RETO
¿Puedes reescribir el material de abajo cambiando "white" por "red" y dejando todo lo demás igual?
====== EXTRACTO DE DATOS ======
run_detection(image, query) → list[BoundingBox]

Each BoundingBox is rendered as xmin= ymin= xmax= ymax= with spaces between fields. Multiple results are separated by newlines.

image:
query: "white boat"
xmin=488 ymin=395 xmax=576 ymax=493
======
EL RESULTADO
run_detection(image, query) → list[BoundingBox]

Each BoundingBox is rendered as xmin= ymin= xmax= ymax= with spaces between fields. Multiple results are separated by newlines.

image:
query: "red boat"
xmin=488 ymin=395 xmax=576 ymax=493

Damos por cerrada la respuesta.